Petunjuk:
Lanjutkan teks di bawah tentang pelayanan rumah sakit di Chongqing, mulai setelah kalimat terakhirnya.

Penggalan Teks:
++++++++++++++++++++

Standar Kebersihan dan Disiplin yang Mengagumkan
Salah satu hal paling mencolok adalah komitmen terhadap kebersihan dan kerapian. Pukul 06.30 pagi—sekitar satu jam setelah waktu Subuh di Chongqing—para petugas kebersihan telah sibuk menyapu dan mengepel seluruh lantai rumah sakit. Tidak ada sudut yang terlewat. Lantai mengilap, udara segar, dan suasana tenang menciptakan lingkungan yang sangat kondusif untuk pemulihan.
Tak lama setelah itu, para perawat dan tenaga medis mulai mendatangi pasien rawat inap. Mereka melakukan pengukuran tekanan darah, gula darah, hingga terapi harian—semua dilakukan dengan presisi dan kelembutan. Yang menarik, pelayanan dimulai sejak fajar menyingsing, menunjukkan dedikasi yang luar biasa dari seluruh staf medis.
Seragam Sederhana, Pelayanan Maksimal
Setiap hari, dokter, perawat, dan tenaga pendukung tampil dengan seragam sederhana sesuai bidang masing-masing. Tidak ada atribut berlebihan, tidak ada tanda jabatan yang mencolok—namun kinerja mereka tak perlu diragukan. Para dokter muda, yang rata-rata berusia di bawah 35 tahun, bekerja dengan cekatan, teliti, dan penuh tanggung jawab.

++++++++++++++++++++

Data:
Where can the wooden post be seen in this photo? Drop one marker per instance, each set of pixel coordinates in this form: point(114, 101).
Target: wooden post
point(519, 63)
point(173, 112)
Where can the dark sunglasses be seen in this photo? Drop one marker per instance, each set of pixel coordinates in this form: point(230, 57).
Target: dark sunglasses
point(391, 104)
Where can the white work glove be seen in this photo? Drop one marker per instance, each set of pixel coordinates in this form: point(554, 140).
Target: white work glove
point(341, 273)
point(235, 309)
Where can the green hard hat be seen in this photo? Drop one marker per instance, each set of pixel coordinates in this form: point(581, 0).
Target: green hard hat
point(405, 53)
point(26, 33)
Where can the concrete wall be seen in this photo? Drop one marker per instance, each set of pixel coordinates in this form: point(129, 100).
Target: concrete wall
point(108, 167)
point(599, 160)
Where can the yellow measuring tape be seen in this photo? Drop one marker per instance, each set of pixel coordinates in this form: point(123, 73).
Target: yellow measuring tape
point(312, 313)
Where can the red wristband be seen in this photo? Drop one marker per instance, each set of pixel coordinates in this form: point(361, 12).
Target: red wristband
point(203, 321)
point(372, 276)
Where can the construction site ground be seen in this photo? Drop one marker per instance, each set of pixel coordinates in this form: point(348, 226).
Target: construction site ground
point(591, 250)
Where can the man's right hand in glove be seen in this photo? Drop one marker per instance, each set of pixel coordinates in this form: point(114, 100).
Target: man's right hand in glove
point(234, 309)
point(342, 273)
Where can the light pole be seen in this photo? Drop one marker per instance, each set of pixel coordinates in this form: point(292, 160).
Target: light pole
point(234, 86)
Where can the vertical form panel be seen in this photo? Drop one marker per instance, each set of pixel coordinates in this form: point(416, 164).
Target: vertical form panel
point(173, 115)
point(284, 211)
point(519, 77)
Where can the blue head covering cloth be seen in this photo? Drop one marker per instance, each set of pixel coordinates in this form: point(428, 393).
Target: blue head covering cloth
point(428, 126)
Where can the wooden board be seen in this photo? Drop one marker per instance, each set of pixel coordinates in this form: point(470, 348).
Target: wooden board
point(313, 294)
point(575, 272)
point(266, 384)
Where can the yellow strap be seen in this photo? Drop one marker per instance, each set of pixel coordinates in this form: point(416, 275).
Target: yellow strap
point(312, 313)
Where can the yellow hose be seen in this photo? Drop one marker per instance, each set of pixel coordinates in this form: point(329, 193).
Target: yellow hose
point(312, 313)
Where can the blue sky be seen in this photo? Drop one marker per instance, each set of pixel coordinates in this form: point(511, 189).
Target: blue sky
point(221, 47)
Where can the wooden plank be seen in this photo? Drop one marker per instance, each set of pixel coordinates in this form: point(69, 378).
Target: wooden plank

++++++++++++++++++++

Jawaban:
Mereka melakukan kunjungan rutin beberapa kali sehari, dari pagi hingga malam hari, bahkan menjelang pagi lagi. Terapi diberikan secara konsisten, baik siang maupun malam, menggunakan teknologi yang memang sederhana namun efektif. Misalnya, untuk pengeringan luka pascaoperasi, digunakan alat semacam “oven hangat” berukuran kecil yang diletakkan sekitar 30 cm di atas area luka. Proses ini berlangsung sekitar 20 menit, dilakukan dua kali sehari—pagi dan sore—dan terbukti mempercepat penyembuhan.
Untuk terapi punggung, digunakan sikat berbentuk bulat berdiameter sekitar 7,5 cm yang diputar perlahan di sepanjang punggung pasien selama 20 menit. Sensasinya seperti dipijat oleh tukang urut profesional—relaksasi yang sangat dibutuhkan pasien yang lama terbaring.
Pujian dari Pasien dan Pendamping
Bapak AM Hendropriyono, yang sempat mengamati secara langsung sistem pelayanan rumah sakit ini, memberikan komentar yang mewakili banyak perasaan pasien:
“Tampang rumah sakitnya kumel, tapi kualitasnya sangat meyakinkan. Sungguh mengagumkan.”
Kesan serupa juga disampaikan oleh Darmawan, pria keturunan Tionghoa berusia 77 tahun yang lahir dan besar di kawasan Angke, Jakarta Utara. Ia telah dua kali menjalani operasi di rumah sakit ini.
“Selain murah, penanganannya sangat serius. Dokternya muda-muda, tapi bekerja dengan sungguh-sungguh,” katanya.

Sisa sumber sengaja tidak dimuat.